**Text segment:**
————————
As genetic backgrounds differ between different populations, GWAS using populations other than European populations would lead to identify novel susceptibility loci to serum AAT levels. Here we perform GWAS and a two-staged replication study of serum AAT levels using 9,359 Japanese healthy individuals participating in the Nagahama Study and show a total of three missense variants, rs671, rs1169288 and rs1260326 in metabolic syndrome-related genes, ALDH2, HNF1A and GCKR, respectively. We also show a significant interaction of rs671 and alcohol consumption on AAT levels. In addition, we show rs2896268 in SERPINA1 as an AAT-associated variant independent of known causative variants of AATD.

Results

GWAS of serum AAT levels

We conducted genome scanning using 3,693 participants of the Nagahama Study, a prospective Japanese cohort of community-dwelling population14, with the use of Illumina Infinium arrays to identify genetic loci affecting serum AAT levels in the Japanese population. The serum AAT levels did not show a deviated distribution (Supplementary Fig. 1). We used generalized linear regression model (GLM) with covariates including age, sex, body-mass index (BMI), C-reative protein (CRP), the recruiting years and smoking status (for details, see Methods). We performed genotype imputation by using the East Asian panel in the 1000 Genome Project15 as a reference. After quality control, 3,294 subjects and 6,569,727 SNPs were used for the association study (Table 1, for details, see Methods and Supplementary Figs 2 and 3). The quantile-quantile plots of the results of the genome scanning revealed no population structure in the current study (genomic inflation factor λ=1.01, Fig. 1a). Thus, we did not apply genomic control16 into the association study. As a result, rs671 in ALDH2 on chromosome 12 showed a significant association beyond the GWAS significant level (GLM P=3.4 × 10−11, Fig. 1a and Table 2). Three additional loci, namely, the HNF1A and KSR2 regions on chromosome 12 and the GCKR region on chromosome 2 showed suggestive associations with P values less than 1.0 × 10−6 (GLM P=8.5 × 10−8, 9.8 × 10−7 and 7.1 × 10−7, respectively, Fig. 1a and Table 2). All SNPs showing P values less than 1.0 × 10−6 are shown in Supplementary Table 1. rs1169288 on HNF1A and rs11068574 on KSR2 were 9.2 and 5.8 Mbp apart from rs671, respectively, and not in linkage disequilibrium (LD) with rs671 (r2≤0.002, Supplementary Fig. 4). We confirmed that these two associations were independent from rs671 by conditioning on rs671 (GLM P<2.0 × 10−6, Fig. 1b). When we conditioned the associations in the four regions by each SNP (rs671, rs1169288, rs11068574 and rs1260326), no further association signals remained (GLM P≥0.0072, Supplementary Fig. 5). Thus, we selected these four markers to be genotyped in the replication studies as candidate markers affecting serum AAT levels.
————————
**Supplied records:**
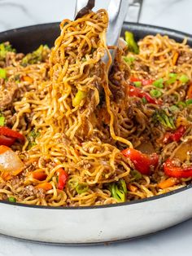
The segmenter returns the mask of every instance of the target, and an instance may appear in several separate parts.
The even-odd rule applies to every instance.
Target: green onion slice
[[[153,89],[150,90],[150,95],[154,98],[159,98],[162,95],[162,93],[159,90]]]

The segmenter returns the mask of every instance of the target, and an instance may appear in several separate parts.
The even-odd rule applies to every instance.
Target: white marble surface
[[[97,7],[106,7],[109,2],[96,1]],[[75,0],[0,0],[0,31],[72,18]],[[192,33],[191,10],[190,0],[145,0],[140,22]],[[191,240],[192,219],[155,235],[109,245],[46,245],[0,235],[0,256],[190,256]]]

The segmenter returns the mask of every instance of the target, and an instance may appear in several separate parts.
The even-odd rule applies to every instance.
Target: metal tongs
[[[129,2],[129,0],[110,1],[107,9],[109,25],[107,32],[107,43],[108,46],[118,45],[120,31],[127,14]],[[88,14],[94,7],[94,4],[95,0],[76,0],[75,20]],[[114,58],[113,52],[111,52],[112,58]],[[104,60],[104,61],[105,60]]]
————————
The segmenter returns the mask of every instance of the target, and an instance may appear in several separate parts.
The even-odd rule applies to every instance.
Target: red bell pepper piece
————————
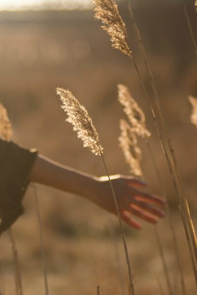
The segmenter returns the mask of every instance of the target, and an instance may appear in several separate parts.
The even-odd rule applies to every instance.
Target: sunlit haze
————————
**Problems and tasks:**
1. Answer these questions using the text on serum AAT levels:
(a) How many Japanese healthy individuals were used for the GWAS and two-staged replication study?
(b) How many subjects and SNPs remained for the association study after quality control?
(c) Which variant in ALDH2 showed a significant association, and on which chromosome?
2. Condense the paragraph of the text on serum AAT levels beginning "As genetic backgrounds differ" into a bulleted list that keeps its main facts.
3. State whether each statement agrees with the text on serum AAT levels, answering yes or no and quoting the deciding words:
(a) The serum AAT levels showed a deviated distribution.
(b) Genotype imputation used the East Asian panel of the 1000 Genome Project as a reference.
(c) rs1169288 was in linkage disequilibrium with rs671.
The records stand apart from the text on serum AAT levels and are separate material.

**Task-by-task solutions:**
1.
(a) 9,359 Japanese healthy individuals participating in the Nagahama Study.
(b) 3,294 subjects and 6,569,727 SNPs.
(c) rs671, on chromosome 12.

2.
- Because genetic backgrounds vary between populations, GWAS in non-European populations could identify new susceptibility loci for serum AAT levels.
- A GWAS and two-staged replication study was performed on 9,359 healthy Japanese individuals from the Nagahama Study.
- Three missense variants in metabolic syndrome-related genes were found: rs671 (ALDH2), rs1169288 (HNF1A) and rs1260326 (GCKR).
- rs671 showed a significant interaction with alcohol consumption on AAT levels.
- rs2896268 in SERPINA1 was associated with AAT independently of known causative variants of AATD.

3.
(a) No: "The serum AAT levels did not show a deviated distribution"
(b) Yes: "by using the East Asian panel in the 1000 Genome Project"
(c) No: "not in linkage disequilibrium (LD) with rs671"